BEGIN Text provided
[Freeipa-devel] [PATCH] 0748 Handle encoding for ipautil.run

Fri Dec 4 09:53:54 UTC 2015

On 12/04/2015 08:51 AM, Jan Cholasta wrote:
> On 3.12.2015 15:42, Petr Viktorin wrote:
>> On 12/03/2015 10:55 AM, Jan Cholasta wrote:
>> [...]
>>>>>>>>> If we don't care about output somewhere, we should not capture it
>>>>>>>>> there
>>>>>>>>> at all.
>>>>>>>>
>>>>>>>> Then people need to remember to put "capture_output=True"
>>>>>>>> everywhere
>>>>>>>> (except that also disables logging of the output, so we'd need an
>>>>>>>> additional option).
>>>>>>>
>>>>>>> capture_output=True is the default and capture_output=False
>>>>>>> should be
>>>>>>> set where output is not needed.
END Text provided
Brief 1
Report how many lines of the listing contain the word "tall", giving only the number.
The listing that follows has no connection to the thread above.
BEGIN Material shown
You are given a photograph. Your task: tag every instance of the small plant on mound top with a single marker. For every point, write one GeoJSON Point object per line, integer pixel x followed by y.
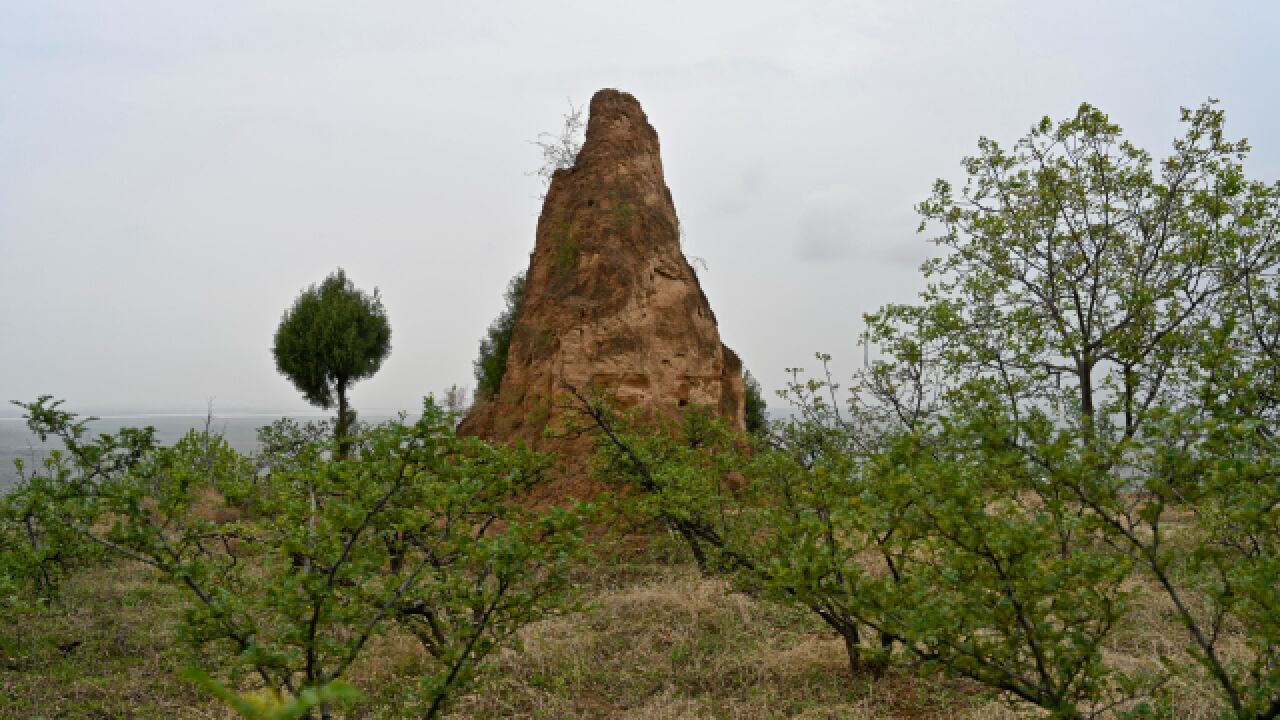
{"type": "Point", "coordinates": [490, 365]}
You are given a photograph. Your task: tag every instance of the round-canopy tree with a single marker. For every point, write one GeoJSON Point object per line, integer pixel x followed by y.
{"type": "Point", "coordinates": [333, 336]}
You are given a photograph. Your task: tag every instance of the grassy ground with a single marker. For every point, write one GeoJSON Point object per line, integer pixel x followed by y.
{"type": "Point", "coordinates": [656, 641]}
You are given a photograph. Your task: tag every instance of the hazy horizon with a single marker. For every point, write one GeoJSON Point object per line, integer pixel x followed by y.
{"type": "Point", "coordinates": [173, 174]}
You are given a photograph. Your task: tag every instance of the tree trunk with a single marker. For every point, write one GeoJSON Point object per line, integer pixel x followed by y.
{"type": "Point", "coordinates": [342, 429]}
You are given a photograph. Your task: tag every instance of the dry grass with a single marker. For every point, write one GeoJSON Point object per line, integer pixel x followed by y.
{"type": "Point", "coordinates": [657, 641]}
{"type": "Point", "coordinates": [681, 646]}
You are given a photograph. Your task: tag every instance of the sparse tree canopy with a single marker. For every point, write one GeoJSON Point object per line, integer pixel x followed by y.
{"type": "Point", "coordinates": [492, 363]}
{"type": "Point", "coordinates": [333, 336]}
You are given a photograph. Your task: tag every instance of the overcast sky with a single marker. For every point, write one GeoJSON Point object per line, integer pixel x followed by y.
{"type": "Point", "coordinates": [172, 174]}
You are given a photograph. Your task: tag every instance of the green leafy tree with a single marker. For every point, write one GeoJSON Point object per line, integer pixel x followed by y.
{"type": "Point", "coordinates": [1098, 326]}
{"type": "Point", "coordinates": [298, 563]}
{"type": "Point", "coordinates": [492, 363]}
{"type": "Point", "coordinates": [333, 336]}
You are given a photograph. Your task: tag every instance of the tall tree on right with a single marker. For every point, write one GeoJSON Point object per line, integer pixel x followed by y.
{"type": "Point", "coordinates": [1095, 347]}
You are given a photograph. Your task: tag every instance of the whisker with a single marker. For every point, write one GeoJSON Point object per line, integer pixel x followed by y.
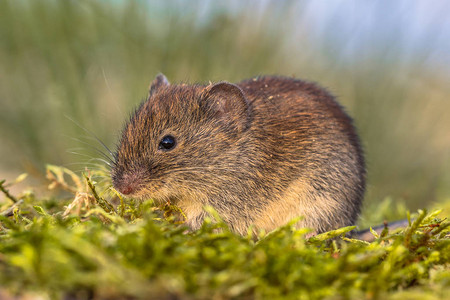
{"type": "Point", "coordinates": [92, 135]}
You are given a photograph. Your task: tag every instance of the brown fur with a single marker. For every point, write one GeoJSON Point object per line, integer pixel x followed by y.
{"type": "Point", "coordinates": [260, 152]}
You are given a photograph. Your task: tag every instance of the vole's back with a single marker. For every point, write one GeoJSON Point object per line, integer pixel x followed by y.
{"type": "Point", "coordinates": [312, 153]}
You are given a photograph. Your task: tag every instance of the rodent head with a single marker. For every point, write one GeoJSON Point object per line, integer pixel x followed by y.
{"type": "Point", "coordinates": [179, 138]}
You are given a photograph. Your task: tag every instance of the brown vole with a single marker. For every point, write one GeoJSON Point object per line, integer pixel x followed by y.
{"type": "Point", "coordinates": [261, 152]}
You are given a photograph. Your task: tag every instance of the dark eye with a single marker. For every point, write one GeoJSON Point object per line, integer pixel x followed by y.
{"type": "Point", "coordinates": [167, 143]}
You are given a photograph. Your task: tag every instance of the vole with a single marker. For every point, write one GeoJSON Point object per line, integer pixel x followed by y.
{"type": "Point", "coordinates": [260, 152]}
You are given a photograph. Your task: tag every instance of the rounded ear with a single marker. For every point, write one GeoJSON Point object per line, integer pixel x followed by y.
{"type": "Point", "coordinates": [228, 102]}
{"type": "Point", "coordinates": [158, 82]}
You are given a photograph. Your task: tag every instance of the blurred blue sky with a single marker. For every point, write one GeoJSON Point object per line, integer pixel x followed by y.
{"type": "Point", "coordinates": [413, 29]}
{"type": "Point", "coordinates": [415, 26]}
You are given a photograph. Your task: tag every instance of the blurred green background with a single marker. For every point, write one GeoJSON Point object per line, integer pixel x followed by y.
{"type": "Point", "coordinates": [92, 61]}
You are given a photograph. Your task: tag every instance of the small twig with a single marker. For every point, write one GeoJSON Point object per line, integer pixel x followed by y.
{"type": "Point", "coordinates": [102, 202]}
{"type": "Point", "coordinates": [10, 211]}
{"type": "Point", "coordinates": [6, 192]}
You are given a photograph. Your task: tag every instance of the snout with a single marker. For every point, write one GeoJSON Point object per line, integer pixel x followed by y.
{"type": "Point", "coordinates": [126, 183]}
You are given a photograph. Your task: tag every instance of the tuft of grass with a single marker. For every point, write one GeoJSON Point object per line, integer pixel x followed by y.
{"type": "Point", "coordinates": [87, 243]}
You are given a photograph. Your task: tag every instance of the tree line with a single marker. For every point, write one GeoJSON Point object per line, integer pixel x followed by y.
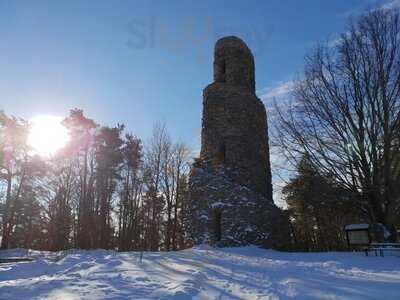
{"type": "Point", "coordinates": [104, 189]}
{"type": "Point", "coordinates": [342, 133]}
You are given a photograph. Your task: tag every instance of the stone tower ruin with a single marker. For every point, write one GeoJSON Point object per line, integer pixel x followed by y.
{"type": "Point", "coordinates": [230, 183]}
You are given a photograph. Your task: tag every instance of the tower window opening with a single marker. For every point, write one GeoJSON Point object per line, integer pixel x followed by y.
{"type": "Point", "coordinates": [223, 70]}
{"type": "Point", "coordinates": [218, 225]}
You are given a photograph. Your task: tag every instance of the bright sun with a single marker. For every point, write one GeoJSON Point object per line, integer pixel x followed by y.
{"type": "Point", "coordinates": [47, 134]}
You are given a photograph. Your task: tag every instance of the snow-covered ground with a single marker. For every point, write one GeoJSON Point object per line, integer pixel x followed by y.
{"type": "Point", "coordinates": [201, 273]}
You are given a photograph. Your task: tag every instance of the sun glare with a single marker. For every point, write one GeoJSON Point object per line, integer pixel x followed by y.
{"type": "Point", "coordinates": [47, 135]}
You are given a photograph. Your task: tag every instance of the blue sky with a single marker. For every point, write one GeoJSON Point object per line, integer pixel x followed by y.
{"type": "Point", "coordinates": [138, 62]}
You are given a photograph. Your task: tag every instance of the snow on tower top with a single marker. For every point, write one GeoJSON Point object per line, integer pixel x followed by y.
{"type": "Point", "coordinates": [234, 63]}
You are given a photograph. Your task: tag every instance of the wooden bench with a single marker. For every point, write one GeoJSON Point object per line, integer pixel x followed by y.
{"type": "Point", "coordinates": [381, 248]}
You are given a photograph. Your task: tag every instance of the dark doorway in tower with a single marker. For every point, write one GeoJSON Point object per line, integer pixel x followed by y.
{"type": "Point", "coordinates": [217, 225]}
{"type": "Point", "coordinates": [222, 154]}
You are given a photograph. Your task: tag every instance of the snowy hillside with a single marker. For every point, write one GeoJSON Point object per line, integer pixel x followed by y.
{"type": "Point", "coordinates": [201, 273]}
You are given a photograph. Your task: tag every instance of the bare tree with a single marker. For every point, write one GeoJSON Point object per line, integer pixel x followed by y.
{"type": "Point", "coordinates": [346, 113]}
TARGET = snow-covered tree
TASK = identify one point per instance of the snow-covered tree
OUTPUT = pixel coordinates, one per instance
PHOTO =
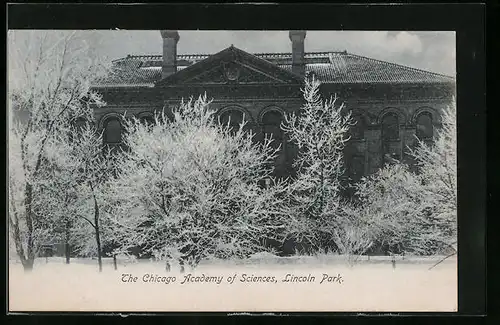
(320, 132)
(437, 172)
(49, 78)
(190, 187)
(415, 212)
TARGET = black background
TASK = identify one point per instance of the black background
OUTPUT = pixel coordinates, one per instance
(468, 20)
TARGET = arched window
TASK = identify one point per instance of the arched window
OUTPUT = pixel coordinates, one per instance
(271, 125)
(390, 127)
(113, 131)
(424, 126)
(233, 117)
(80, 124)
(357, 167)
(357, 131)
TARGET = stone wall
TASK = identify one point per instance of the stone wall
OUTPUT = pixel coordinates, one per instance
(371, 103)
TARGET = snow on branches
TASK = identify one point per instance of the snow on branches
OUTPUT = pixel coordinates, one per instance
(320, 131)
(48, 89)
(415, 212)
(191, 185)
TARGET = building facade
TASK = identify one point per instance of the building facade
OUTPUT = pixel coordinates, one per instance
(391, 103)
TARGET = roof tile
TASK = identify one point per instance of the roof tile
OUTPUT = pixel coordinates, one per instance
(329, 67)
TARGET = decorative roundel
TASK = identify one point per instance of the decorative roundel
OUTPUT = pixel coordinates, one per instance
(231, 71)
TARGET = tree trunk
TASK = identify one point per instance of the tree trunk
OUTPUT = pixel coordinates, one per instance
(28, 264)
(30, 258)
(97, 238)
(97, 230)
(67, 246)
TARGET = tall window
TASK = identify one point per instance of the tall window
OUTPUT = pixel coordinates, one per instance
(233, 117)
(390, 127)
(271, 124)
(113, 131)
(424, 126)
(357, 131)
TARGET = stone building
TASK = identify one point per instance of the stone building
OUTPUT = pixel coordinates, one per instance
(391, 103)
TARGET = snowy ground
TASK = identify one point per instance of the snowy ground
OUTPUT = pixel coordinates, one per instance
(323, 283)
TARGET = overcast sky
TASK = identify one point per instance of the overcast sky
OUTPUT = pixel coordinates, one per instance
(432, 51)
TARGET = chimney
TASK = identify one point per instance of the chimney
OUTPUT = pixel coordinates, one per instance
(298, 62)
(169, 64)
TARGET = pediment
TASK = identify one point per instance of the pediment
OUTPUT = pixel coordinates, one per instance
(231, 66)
END Material shown
Brief 2
In the mailing list thread on handling encoding for ipautil.run, which setting of capture_output is said to be the default?

Full answer 1
3

Full answer 2
capture_output=True